# [Task brief]
Let the line containing "Practice: locate the house" serve as the first line of the answer and the final line of the entries as its last, with every line between copied exactly.
════════════════════
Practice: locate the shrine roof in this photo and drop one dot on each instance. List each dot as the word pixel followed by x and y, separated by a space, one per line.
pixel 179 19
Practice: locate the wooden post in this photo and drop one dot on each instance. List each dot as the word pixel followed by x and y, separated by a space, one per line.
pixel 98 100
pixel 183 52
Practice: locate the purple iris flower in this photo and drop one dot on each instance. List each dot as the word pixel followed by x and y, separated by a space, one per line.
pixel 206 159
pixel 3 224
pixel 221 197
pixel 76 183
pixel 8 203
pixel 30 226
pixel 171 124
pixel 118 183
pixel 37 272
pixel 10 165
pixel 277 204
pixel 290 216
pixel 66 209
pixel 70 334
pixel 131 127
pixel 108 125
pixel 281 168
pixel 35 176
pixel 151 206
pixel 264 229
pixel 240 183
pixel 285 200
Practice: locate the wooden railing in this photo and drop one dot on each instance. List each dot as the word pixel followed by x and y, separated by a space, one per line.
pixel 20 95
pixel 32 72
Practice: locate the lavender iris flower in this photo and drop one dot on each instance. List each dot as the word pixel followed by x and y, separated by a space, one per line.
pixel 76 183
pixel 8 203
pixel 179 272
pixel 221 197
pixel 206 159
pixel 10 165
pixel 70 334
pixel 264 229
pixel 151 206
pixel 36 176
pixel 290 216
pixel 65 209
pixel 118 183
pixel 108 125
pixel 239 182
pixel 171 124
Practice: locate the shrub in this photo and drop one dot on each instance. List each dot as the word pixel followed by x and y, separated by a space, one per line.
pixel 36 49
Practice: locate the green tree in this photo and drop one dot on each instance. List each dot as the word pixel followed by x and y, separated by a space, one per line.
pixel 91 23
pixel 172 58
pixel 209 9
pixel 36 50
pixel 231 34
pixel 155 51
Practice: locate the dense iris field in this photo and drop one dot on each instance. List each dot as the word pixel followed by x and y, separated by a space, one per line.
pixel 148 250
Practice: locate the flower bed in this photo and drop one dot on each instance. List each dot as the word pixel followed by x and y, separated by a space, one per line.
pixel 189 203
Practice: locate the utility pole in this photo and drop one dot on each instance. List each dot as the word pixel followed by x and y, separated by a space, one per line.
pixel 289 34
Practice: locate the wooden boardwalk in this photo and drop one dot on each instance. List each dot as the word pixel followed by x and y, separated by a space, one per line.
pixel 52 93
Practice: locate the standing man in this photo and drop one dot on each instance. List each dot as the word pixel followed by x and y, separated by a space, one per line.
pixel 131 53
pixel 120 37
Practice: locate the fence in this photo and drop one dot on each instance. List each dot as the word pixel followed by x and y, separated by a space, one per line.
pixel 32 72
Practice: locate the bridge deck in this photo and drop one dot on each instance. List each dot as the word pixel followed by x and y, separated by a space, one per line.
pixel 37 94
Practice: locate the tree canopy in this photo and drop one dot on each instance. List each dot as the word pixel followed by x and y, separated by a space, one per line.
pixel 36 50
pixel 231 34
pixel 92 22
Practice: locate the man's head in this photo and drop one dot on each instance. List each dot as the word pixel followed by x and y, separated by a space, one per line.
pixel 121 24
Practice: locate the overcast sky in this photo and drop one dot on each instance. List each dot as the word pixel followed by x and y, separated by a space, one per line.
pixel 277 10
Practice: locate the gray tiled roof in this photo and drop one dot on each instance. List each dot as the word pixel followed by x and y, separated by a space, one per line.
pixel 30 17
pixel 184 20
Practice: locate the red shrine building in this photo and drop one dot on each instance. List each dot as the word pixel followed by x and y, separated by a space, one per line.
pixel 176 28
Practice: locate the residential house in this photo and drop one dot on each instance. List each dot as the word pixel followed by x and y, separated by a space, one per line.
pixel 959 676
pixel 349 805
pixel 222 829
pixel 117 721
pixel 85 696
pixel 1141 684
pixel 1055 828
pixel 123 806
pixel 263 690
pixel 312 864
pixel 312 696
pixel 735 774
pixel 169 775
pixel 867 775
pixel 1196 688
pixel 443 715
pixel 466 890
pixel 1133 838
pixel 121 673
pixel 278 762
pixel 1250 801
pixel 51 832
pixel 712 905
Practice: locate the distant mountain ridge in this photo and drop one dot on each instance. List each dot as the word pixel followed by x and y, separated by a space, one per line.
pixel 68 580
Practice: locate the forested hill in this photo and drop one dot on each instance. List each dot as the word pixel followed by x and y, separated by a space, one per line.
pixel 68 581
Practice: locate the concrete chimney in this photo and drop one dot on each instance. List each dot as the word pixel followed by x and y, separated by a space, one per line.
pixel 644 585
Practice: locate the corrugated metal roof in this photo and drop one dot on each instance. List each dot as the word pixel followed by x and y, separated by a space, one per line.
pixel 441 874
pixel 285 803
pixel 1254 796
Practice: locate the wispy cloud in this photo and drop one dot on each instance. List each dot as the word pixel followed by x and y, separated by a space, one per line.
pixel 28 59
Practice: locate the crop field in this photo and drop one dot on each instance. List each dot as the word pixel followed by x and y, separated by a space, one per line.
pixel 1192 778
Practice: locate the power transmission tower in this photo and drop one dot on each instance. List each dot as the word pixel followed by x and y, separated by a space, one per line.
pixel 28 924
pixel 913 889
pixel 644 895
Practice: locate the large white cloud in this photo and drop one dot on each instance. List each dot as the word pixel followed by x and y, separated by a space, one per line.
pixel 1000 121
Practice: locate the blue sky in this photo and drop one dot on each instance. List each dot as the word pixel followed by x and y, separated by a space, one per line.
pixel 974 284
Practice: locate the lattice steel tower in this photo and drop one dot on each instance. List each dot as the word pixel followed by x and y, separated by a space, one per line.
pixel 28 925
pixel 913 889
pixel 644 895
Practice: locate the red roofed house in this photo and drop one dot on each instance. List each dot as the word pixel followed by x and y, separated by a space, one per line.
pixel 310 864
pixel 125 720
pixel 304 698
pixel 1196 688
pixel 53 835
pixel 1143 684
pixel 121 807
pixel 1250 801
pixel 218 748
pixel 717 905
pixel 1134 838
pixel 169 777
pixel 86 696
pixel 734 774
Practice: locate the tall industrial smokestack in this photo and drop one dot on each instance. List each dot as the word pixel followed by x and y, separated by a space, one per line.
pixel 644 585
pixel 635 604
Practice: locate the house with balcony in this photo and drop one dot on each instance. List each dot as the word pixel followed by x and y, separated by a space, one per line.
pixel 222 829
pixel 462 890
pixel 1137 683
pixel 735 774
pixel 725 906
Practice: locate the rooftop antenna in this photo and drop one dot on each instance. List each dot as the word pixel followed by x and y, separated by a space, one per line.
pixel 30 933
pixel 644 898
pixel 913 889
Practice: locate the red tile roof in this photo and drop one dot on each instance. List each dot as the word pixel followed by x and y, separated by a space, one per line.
════════════════════
# [Written answer]
Practice: locate the house with balcony in this photo and drop one dot on each instance. List each dot as the word pixel followed by x and y, separated by a space, one per line.
pixel 222 829
pixel 462 890
pixel 1137 683
pixel 735 774
pixel 725 906
Practice: locate the rooftop antenna in this photo and drop one dot on each instance. List each dot as the word pixel followed by x and y, separated by a space, one per line.
pixel 30 933
pixel 644 898
pixel 913 889
Practice: locate the red tile roof in this photo and drop one dot on each instance. List each dot as the word pixel followed by x and y, separated by a space, one per line.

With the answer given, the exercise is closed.